Testo proposto →
Nella Legge di Bilancio per il 2022 il sistema degli Enti Pubblici di Ricerca continua ad essere oggetto di politiche contradditorie e incomprensibili. Stando a quanto emerge dalle prime bozze del testo, l’art. 99 prevede infatti risorse finanziarie per il superamento del precariato, per la promozione di sviluppo professionale di ricercatori/tecnologi (passaggio di livello a I° ricercatore) e per la valorizzazione del personale tecnico/amministrativo per i soli EPR vigilati dal MUR
Nulla in favore invece degli altri Enti di Ricerca. Ciò equivale a sostenere che, dopo oltre un decennio di blocco sostanziale delle carriere, sviluppo professionale del personale e precariato non siano un problema da risolvere negli EPR non vigilati dal MUR. Ovvero, nei fatti, che non siano tutto sommato da promuovere le attività e le professionalità in ambiti quali la sanità, l’ambiente, l’energia, il lavoro, le analisi sociali e delle politiche pubbliche e l’agricoltura. Paradossi e palesi contraddizioni che evidentemente stridono con le emergenze drammatiche di questi tempi.
In attesa di una puntuale verifica dell’adeguatezza delle risorse finanziarie ipotizzate rispetto agli obiettivi dichiarati, si assiste peraltro ad una ulteriore crescita del numero di fondi in Capo al MUR. Oltre all’incremento del recente “Fondo italiano per la Scienza” e ad ulteriori interventi sulle risorse ex comma 5 del DLGS 218/16 (art. 99, comma 2 e comma 4), la legge di Bilancio istituisce un nuovo “Fondo italiano per le scienze applicate” (art. 99, comma 3). Nel prendere atto positivamente di un incremento di risorse per (alcune) attività di ricerca, vanno nondimeno sollevati dubbi su una politica della ricerca fatta di interventi a cascata, senza una revisione e organizzazione organica delle linee di intervento e finanziamento, con rischi concreti, già ravvisati nel passato, di mancata e chiara valutazione delle effettive ricadute degli investimenti.
Ulteriori incongruenze emergono sul piano strettamente normativo. Va certamente chiarito come si intenda concretamente procedere alla valorizzazione del personale tecnico/amministrativo degli EPR vigilati dal MUR (art. 99, lettera c)): si tratta di passaggi di livello ovvero di attribuzione di premi e incentivi? Non condivisibile è inoltre la previsione sulla composizione di commissioni di soli esterni per i passaggi a I° Ricercatore, che nei fatti liquida le norme vigenti del CCNL. Tantomeno condivisibile è inoltre la messa ad esaurimento dei profili di ricercatore/tecnologo di III livello. Va ricordato che “esperimenti” di questo tipo sono stati già fatti nell’Università, con esiti disastrosi sul piano delle attività e delle stesse professionalità, tanto da indurre la stessa politica a ripensamenti e correttivi sul piano normativo. Senza contare che, stando ad una puntuale interpretazione della norma, la messa ad esaurimento dovrebbe riguardare solo i ricercatori/tecnologi degli EPR vigilati dal MUR. E che tale intervento sarebbe adottato dal Governo in modo unilaterale in vista del rinnovo del CCNL. In un colpo solo si procederebbe quindi a spaccare ulteriormente il sistema della ricerca pubblica e a porre una ipoteca su qualsiasi confronto in sede contrattuale in tema di revisione degli ordinamenti.

Consegne →
1. Quale nuovo fondo istituisce l'art. 99, comma 3, secondo il testo sulla Legge di Bilancio 2022 e gli Enti Pubblici di Ricerca?
2. Estendi il testo sulla Legge di Bilancio 2022 e gli Enti Pubblici di Ricerca, riprendendo subito dopo la sua ultima frase.

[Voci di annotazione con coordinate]

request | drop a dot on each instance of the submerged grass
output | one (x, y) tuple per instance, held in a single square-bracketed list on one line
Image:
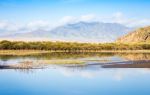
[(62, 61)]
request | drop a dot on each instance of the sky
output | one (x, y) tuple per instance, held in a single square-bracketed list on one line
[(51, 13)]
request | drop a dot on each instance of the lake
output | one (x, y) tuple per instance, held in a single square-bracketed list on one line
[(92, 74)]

---

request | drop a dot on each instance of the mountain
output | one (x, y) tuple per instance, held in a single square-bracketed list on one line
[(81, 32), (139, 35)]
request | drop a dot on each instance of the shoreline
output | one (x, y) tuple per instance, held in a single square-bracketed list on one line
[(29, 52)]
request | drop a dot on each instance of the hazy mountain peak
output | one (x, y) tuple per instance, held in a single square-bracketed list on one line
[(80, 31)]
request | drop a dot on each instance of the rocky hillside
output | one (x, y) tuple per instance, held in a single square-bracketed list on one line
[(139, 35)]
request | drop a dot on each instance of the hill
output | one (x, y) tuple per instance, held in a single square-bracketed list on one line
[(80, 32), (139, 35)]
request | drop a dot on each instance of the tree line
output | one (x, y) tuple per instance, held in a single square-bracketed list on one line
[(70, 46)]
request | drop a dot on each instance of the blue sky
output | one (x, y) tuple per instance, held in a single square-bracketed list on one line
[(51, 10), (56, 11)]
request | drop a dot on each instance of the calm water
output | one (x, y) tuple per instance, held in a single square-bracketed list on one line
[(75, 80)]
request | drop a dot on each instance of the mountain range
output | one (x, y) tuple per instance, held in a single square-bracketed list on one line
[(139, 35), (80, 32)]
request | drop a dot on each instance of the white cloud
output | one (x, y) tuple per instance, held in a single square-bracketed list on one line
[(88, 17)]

Risposte per consegna →
1. Il "Fondo italiano per le scienze applicate".

2.
Discorso a parte va fatto sul CNR. L’art. 100 della Legge di Bilancio prevede l’adozione di un piano di riorganizzazione e di rilancio della durata di tre anni, con la previsione di specifiche risorse finanziarie per l’attuazione del piano e per la stabilizzazione dei precari. Si tratta quindi di un intervento organico, finalizzato nelle intenzioni a rafforzare il maggior Ente di Ricerca italiano ed a risolvere le sue annose criticità.
In questo quadro, desta nondimeno dubbi l’istituzione con decreto del MUR di un “Comitato strategico per il rilancio dell’ente (Supervisory Board), composto da cinque esperti, italiani o stranieri, di comprovata competenza ed esperienza, anche gestionale, acquisite nel settore della ricerca nazionale ed internazionale”. Considerando che il Comitato Strategico e lo stesso il Presidente del CNR possono avvalersi anche di soggetti esterni all’amministrazione, sul piano politico sembra di intravedere la convinzione che il CNR possa essere adeguatamente riformato solo “dal di fuori” e “dall’alto”, azzerando autonomie e ruolo degli organi statutari. Nel constatare che la moda del ricorso alla figura taumaturgica del tecnico stia travalicando ogni ragionevole limite, a nostro parere andrebbe quantomeno riconsiderata l’ipotesi che il rinnovamento del CNR può avvenire compiutamente solo attraverso il coinvolgimento del personale e delle sue rappresentanze. E soprattutto sottolineiamo che il “metodo del tecnico di turno” non è applicabile a prescindere, in particolare quando rischia di tradursi in una sistematica scelta della politica e delle Istituzioni di delegare ad altri il proprio ruolo e responsabilità. O peggio, di far passare come asettiche ed inconvertibili scelte già fatte a priori.
Per l’ANIEF EPR è quindi necessario ed urgente affrontare queste tematiche, chiarendo i vari aspetti critici della legge di Bilancio, apportando i dovuti correttivi e definendo interventi in favore di tutto il sistema della ricerca pubblica.